#### RECORDS PROVIDED ####

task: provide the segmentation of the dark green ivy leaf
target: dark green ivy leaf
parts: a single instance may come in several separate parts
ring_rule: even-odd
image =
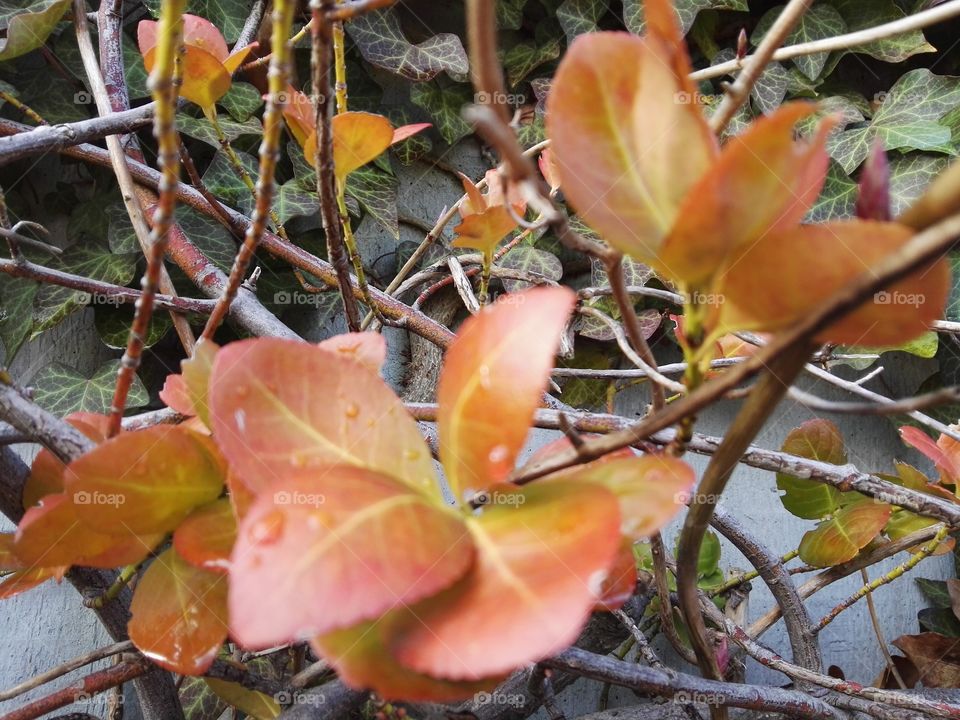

####

Using the entries, return every line where the word "leaf" can be found.

> **EXERCISE ANSWER**
task: provide the segmentation of the dark green ivy leaf
target: dark green ivy leaf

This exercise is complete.